- The problem
Set down exactly the lines below, from the one containing "Where can the jar" through the final line, and include no others.

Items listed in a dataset
-*-*-
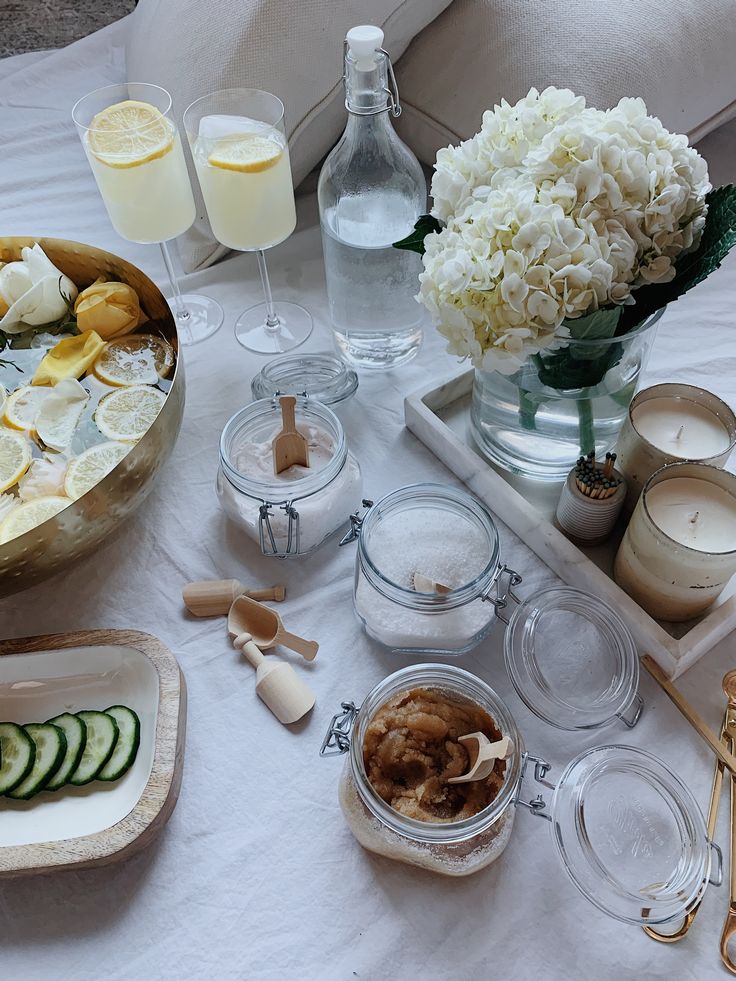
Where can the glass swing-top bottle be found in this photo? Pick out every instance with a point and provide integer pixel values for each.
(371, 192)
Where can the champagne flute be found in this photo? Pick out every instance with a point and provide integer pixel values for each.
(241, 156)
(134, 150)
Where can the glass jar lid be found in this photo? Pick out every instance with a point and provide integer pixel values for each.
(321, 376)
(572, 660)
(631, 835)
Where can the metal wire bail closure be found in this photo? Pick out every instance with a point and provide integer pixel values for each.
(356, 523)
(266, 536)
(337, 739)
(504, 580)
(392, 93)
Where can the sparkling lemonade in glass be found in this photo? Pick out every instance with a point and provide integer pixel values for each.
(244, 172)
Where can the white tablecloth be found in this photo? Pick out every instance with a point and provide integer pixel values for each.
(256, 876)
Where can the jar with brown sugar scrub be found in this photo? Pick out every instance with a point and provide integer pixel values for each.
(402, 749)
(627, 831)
-*-*-
- Answer for this exercise
Where can the jar with brown sugar scrub be found in this photo? Pick out every instance with a point and provide integer pixel values for each.
(402, 749)
(627, 831)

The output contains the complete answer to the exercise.